:: EXCERPT ::

The company is modeling its hiring program after the city's 2-year-old 30% rule -- a requirement that public-sector projects set aside 30% of the work for minority and women-owned businesses.
But in this case, the quota will be self-imposed.
Stein & Co.'s move is the latest sign that mandatory minority hiring for public-sector projects is spilling over into private development.
Beyond giving minority firms more public-sector work, Mayor Harold Washington's edict is helping to fuse new partnerships between majority-and minority-owned real estate firms.
After two years riding the wave of Mayor Washington's minority quota system, minority companies in the design, engineering, architectural and construction fields are making significant inroads into the city's more traditional real estate community.
"We have not been sitting in the club rooms and board rooms and so have not had the hands reach out to us in the past to work on many private-sector projects," explained Vernon Williams, president of Amistad Group Inc., a minority-owned architectural firm. "Mayor Washington provided an institutional hand."

:::
:: RAW RECORDS ::

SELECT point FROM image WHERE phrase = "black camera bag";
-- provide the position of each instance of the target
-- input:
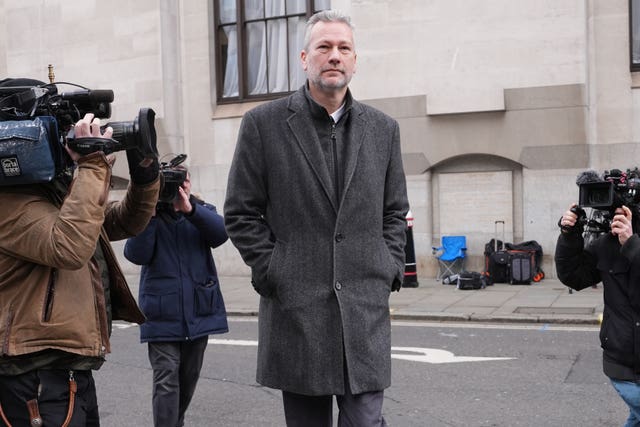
(30, 152)
(471, 280)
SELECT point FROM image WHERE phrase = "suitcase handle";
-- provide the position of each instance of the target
(496, 234)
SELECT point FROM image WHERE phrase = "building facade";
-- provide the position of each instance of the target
(501, 103)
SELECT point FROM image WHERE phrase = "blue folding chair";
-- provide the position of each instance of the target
(451, 255)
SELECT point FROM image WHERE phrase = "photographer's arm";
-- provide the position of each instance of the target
(209, 223)
(576, 267)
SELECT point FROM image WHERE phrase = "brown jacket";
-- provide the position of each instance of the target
(51, 293)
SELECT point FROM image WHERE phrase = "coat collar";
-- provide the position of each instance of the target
(301, 124)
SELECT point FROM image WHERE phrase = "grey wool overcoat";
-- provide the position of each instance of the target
(324, 270)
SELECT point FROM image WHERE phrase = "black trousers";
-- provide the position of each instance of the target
(359, 410)
(51, 388)
(176, 369)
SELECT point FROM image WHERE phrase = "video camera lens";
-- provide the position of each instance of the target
(139, 133)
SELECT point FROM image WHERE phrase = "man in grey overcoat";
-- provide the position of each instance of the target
(316, 205)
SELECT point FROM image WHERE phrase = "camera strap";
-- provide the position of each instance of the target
(35, 419)
(3, 417)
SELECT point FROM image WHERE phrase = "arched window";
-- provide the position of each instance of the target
(258, 44)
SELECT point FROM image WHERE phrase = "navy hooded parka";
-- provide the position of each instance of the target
(179, 290)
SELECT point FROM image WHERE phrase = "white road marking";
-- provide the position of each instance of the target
(423, 355)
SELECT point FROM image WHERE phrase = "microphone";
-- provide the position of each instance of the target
(588, 176)
(88, 95)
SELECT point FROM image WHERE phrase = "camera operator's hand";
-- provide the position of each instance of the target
(569, 222)
(142, 170)
(88, 127)
(621, 225)
(182, 202)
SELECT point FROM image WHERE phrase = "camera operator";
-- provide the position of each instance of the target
(612, 258)
(180, 295)
(60, 283)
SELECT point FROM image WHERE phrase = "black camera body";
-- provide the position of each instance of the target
(36, 121)
(616, 189)
(173, 178)
(604, 194)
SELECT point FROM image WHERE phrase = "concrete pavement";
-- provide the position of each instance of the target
(547, 301)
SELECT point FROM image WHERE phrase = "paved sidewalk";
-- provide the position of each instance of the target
(548, 301)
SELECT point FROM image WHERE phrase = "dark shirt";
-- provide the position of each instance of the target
(334, 139)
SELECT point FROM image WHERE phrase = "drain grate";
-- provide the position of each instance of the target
(554, 310)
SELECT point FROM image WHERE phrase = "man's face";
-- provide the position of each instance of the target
(330, 58)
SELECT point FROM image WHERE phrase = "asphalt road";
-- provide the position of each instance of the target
(444, 374)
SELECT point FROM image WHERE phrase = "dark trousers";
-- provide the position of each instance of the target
(359, 410)
(176, 369)
(51, 389)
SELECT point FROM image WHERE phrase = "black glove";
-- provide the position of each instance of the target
(139, 173)
(578, 228)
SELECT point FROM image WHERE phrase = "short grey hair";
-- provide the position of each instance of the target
(330, 15)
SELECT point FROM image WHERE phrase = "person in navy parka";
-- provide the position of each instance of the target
(180, 296)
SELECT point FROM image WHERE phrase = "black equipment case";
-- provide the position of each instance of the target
(522, 267)
(471, 280)
(497, 259)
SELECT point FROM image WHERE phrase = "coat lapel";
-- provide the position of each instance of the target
(357, 135)
(301, 125)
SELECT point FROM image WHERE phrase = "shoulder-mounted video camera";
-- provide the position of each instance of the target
(604, 194)
(36, 121)
(173, 177)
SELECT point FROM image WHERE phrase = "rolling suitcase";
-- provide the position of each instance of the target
(498, 262)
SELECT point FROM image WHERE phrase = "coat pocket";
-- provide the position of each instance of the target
(206, 297)
(160, 306)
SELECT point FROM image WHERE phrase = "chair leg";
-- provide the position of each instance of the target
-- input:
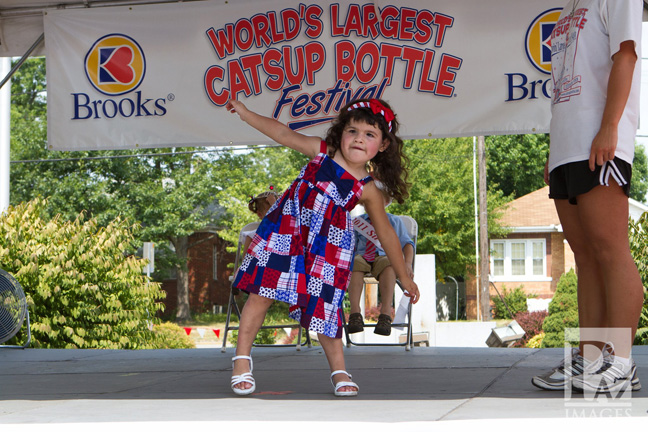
(299, 339)
(231, 304)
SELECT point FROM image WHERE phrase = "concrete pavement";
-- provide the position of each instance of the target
(421, 388)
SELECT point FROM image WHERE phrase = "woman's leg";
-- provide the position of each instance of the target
(252, 318)
(355, 291)
(603, 213)
(386, 284)
(592, 310)
(334, 351)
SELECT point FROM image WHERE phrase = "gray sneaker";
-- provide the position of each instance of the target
(607, 377)
(560, 378)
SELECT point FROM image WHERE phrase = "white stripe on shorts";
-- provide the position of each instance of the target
(608, 169)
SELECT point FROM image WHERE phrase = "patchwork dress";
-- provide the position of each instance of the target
(302, 252)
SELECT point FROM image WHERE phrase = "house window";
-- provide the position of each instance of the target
(518, 260)
(215, 264)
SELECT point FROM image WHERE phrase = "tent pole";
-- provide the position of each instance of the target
(22, 60)
(5, 114)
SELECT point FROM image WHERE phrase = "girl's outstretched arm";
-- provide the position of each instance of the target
(277, 131)
(374, 205)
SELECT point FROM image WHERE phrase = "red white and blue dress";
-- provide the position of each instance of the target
(302, 252)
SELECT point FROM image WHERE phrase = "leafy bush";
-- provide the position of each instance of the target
(531, 322)
(641, 337)
(563, 312)
(83, 290)
(638, 234)
(170, 335)
(536, 341)
(515, 299)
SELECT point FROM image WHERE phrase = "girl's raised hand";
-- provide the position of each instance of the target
(235, 106)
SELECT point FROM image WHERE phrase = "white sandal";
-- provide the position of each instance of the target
(243, 378)
(336, 390)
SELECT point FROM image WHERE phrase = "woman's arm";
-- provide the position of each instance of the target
(619, 84)
(276, 130)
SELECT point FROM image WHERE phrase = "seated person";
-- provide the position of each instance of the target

:::

◆ BRIEF:
Please state the share of work that public-sector projects must set aside for minority and women-owned businesses under the city rule described in the minority hiring excerpt.

◆ ANSWER TO THIS PROBLEM:
30% of the work.